## begin EXCERPTED TEXT

North Korea aims to reopen embassy in Australia

1
182

North Korea plans to reopen an embassy in Australia, potentially signaling the reclusive nation’s desire to gradually increase its engagement with some of its Asian-Pacific neighbors, Australian media reported on Wednesday.
“The Australian Government does not oppose the reopening of the embassy which would provide a channel to Pyongyang to convey messages of importance to Australia, including on [North Korea’s] nuclear and missile activities and human rights,” a spokeswoman for Australia’s department of foreign affairs and trade said Wednesday.
Australia, a longtime U.S. strategic ally, earlier this month said it plans to lobby for North Korea’s nuclear disarmament during the Pacific nation’s two-year term on the United Nations’ Security Council.
North Korea triggered international alarm about its military intentions in December after a successful rocket launch demonstrated advancing missile capabilities.
Diplomatic ties between Australia and North Korea were established in 1974, but North Korea expelled Australian diplomats from Pyongyang a year later and withdrew its ambassador from Canberra. The embassy reopened in May 2002 but was closed again in 2008 for financial reasons, according to Australia’s foreign affairs department. Since then, North Korea has handled Australian diplomatic matters via its embassy in Jakarta.
Emma Campbell, a postdoctoral fellow at the Australia National University’s Korea Institute said the North Korean move could be seen as a desire for more humanitarian aid and also to learn from Australia’s mining industry.

## end EXCERPTED TEXT
## begin DATA

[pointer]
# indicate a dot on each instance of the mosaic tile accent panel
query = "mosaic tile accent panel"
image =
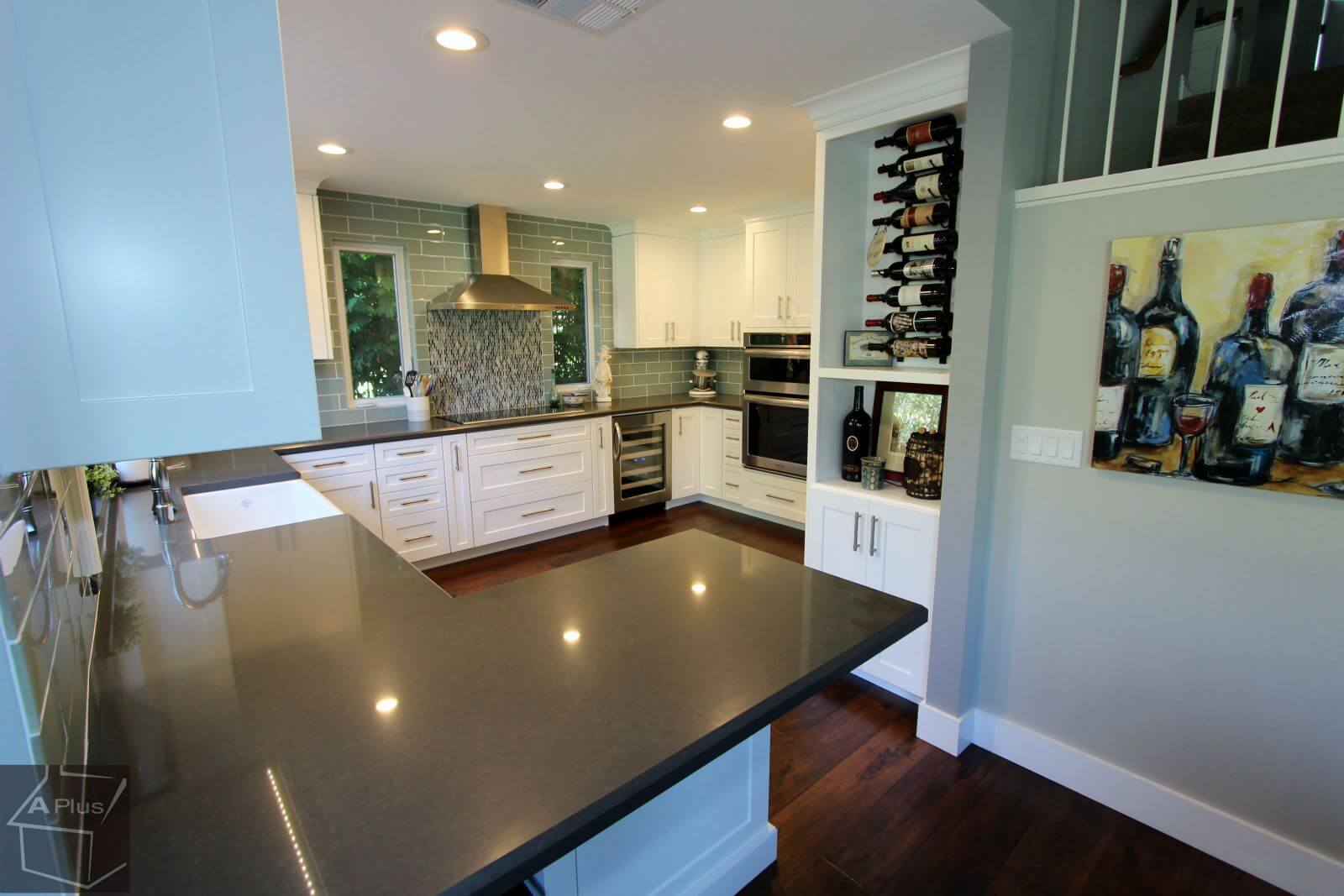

## end DATA

> **TASKS TO COMPLETE**
**a)** Turn the paragraph of the embassy article that opens "Diplomatic ties between Australia and North Korea" into a short list of its main facts.
**b)** According to the embassy article, which embassy has North Korea used for Australian diplomatic matters since its Canberra embassy closed in 2008?
The lines have nothing to do with the article about North Korea's embassy in Australia.

> **FULL SOLUTIONS**
**a)**
- Australia and North Korea established diplomatic ties in 1974.
- A year later, North Korea expelled Australian diplomats from Pyongyang and withdrew its ambassador from Canberra.
- The embassy reopened in May 2002.
- It closed again in 2008 for financial reasons, according to Australia's foreign affairs department.
- Since then, North Korea has handled Australian diplomatic matters through its embassy in Jakarta.

**b)** Its embassy in Jakarta.